_What is expected:_ Every line of the following records that includes "below" should be copied.
[Records supplied — start]
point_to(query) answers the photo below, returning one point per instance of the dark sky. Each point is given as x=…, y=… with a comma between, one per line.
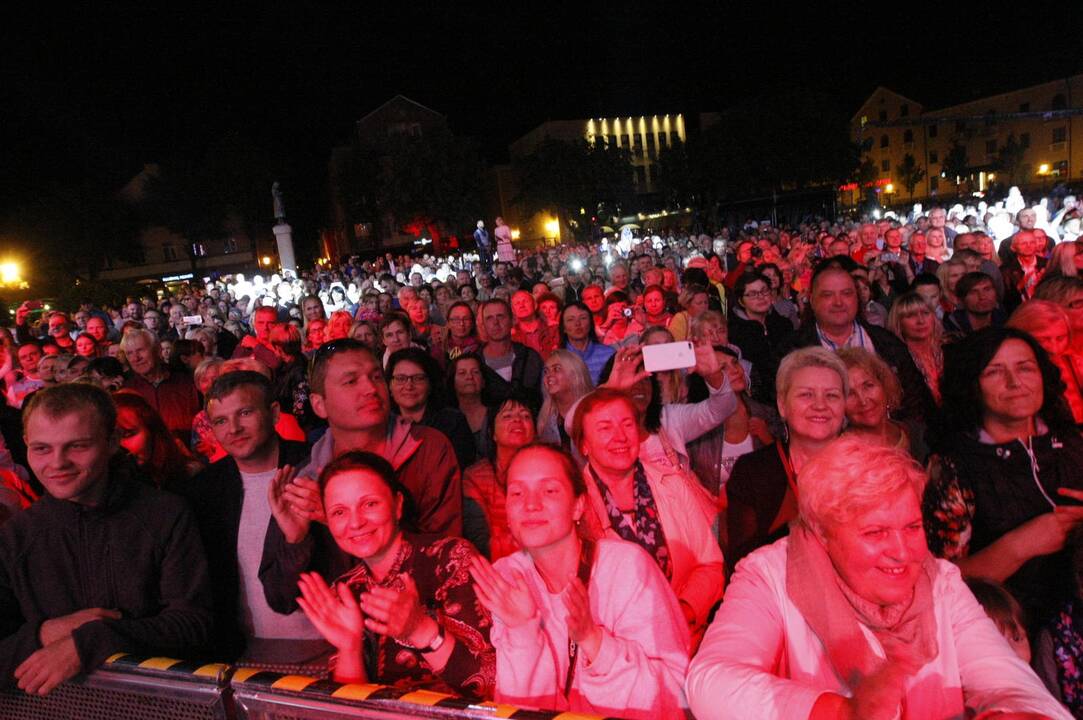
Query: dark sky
x=101, y=91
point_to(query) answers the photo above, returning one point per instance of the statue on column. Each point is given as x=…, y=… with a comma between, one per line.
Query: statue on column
x=279, y=209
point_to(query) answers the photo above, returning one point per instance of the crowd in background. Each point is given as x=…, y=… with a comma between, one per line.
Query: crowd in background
x=455, y=472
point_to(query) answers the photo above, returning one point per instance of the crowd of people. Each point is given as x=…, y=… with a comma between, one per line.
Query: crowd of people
x=860, y=496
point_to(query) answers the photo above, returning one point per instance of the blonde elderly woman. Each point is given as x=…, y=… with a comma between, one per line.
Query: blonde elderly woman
x=851, y=617
x=762, y=491
x=915, y=323
x=874, y=394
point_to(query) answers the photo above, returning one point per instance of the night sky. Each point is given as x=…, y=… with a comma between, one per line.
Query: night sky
x=99, y=92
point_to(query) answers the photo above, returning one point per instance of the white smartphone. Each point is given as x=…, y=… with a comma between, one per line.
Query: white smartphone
x=668, y=356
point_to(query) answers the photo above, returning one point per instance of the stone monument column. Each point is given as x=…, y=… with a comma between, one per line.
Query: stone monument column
x=284, y=235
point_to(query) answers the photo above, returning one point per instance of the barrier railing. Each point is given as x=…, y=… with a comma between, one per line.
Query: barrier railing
x=129, y=688
x=132, y=688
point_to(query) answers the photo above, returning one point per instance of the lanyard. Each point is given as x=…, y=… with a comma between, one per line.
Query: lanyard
x=586, y=559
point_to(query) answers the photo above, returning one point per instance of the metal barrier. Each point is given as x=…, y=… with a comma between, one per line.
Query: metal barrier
x=132, y=688
x=129, y=688
x=261, y=695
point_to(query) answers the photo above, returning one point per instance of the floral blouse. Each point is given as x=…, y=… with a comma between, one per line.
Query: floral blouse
x=441, y=571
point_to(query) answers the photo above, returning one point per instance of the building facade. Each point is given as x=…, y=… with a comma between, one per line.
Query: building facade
x=1042, y=127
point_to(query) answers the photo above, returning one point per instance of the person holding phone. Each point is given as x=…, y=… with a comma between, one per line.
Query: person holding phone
x=1006, y=486
x=577, y=625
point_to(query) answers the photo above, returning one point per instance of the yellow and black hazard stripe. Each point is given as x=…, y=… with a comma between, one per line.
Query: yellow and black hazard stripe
x=369, y=692
x=216, y=671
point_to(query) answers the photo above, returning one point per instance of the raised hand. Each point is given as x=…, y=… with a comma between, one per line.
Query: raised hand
x=582, y=628
x=511, y=603
x=334, y=613
x=291, y=504
x=394, y=613
x=59, y=628
x=626, y=368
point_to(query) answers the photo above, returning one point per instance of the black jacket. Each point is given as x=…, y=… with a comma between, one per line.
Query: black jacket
x=217, y=497
x=757, y=342
x=917, y=403
x=138, y=552
x=525, y=377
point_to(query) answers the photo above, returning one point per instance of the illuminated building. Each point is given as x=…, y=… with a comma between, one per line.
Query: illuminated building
x=1043, y=120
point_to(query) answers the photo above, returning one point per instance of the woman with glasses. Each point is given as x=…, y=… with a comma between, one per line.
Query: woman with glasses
x=758, y=330
x=406, y=615
x=461, y=331
x=484, y=483
x=416, y=384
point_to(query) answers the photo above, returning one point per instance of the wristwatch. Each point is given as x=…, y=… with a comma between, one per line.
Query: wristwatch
x=438, y=640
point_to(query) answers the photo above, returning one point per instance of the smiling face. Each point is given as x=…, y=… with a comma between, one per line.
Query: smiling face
x=540, y=506
x=916, y=324
x=513, y=426
x=243, y=422
x=1010, y=384
x=576, y=324
x=362, y=514
x=814, y=406
x=594, y=298
x=879, y=553
x=409, y=385
x=1054, y=337
x=355, y=394
x=69, y=454
x=611, y=437
x=865, y=405
x=835, y=299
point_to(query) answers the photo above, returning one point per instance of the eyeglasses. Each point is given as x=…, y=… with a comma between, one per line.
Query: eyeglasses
x=418, y=379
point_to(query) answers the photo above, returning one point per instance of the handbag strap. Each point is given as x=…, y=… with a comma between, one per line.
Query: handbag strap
x=586, y=562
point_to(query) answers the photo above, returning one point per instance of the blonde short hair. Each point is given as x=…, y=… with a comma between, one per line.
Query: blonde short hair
x=876, y=368
x=851, y=476
x=809, y=357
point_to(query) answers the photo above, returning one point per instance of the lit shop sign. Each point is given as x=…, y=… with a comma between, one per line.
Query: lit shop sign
x=876, y=183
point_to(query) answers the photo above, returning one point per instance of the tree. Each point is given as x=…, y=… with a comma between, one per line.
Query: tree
x=956, y=164
x=1008, y=161
x=434, y=178
x=563, y=177
x=910, y=174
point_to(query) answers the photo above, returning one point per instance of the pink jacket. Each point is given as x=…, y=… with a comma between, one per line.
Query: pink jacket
x=640, y=667
x=687, y=520
x=760, y=659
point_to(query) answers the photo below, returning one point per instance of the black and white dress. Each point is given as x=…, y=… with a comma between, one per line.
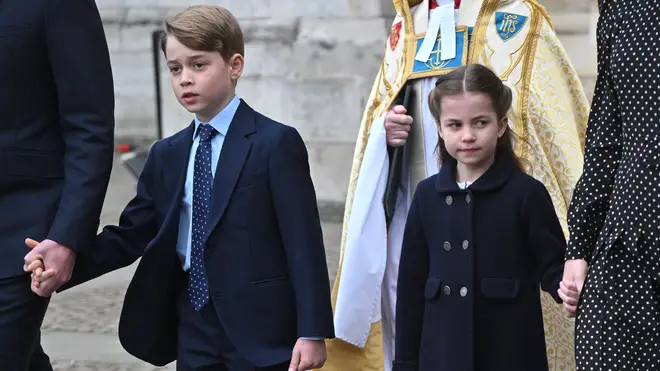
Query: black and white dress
x=614, y=218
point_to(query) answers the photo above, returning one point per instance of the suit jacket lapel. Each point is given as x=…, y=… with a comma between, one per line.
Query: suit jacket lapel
x=174, y=169
x=235, y=150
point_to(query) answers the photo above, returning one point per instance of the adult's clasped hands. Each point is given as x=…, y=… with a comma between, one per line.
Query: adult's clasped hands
x=570, y=288
x=51, y=265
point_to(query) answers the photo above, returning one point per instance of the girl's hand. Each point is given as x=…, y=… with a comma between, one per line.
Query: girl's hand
x=569, y=294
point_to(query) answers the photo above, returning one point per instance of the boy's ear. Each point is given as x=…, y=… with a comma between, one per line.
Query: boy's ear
x=236, y=63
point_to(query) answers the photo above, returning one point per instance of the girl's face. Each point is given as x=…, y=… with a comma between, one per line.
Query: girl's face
x=470, y=128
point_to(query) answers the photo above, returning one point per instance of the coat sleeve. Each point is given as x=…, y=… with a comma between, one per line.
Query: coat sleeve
x=118, y=246
x=80, y=64
x=413, y=273
x=591, y=198
x=294, y=200
x=545, y=237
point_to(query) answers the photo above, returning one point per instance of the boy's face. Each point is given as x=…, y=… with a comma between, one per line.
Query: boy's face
x=203, y=82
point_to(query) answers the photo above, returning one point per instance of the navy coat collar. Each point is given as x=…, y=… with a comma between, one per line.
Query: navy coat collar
x=495, y=177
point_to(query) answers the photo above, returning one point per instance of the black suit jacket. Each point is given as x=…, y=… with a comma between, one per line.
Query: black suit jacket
x=264, y=258
x=56, y=124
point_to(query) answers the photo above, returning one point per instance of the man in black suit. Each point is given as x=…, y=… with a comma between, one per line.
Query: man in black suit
x=233, y=275
x=56, y=144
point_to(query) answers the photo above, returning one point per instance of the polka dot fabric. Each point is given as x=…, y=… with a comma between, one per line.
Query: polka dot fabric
x=614, y=217
x=202, y=183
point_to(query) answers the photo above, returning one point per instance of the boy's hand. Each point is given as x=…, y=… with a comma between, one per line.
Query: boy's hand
x=397, y=126
x=307, y=355
x=569, y=294
x=39, y=272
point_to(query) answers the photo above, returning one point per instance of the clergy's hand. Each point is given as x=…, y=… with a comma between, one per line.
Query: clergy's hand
x=397, y=126
x=308, y=355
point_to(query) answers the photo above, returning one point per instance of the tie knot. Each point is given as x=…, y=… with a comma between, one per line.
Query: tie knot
x=206, y=132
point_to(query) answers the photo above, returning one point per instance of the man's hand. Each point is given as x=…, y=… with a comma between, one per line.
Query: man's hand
x=397, y=126
x=575, y=273
x=307, y=355
x=58, y=261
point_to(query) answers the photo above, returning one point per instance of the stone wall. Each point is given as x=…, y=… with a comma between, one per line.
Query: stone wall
x=309, y=63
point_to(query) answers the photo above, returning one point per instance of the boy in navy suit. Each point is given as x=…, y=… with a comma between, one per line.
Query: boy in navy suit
x=233, y=273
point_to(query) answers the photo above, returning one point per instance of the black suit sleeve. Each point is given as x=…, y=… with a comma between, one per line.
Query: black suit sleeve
[Records supplied — finish]
_Result of the task:_
point_to(query) answers the photo below, returning one point per instance of the dark sky. Each point is given as x=…, y=… with a comma between, one per line.
point_to(query) answers the photo below, returning one point per instance of the black and white dress. Each point is given as x=…, y=… with a comma between, one per line.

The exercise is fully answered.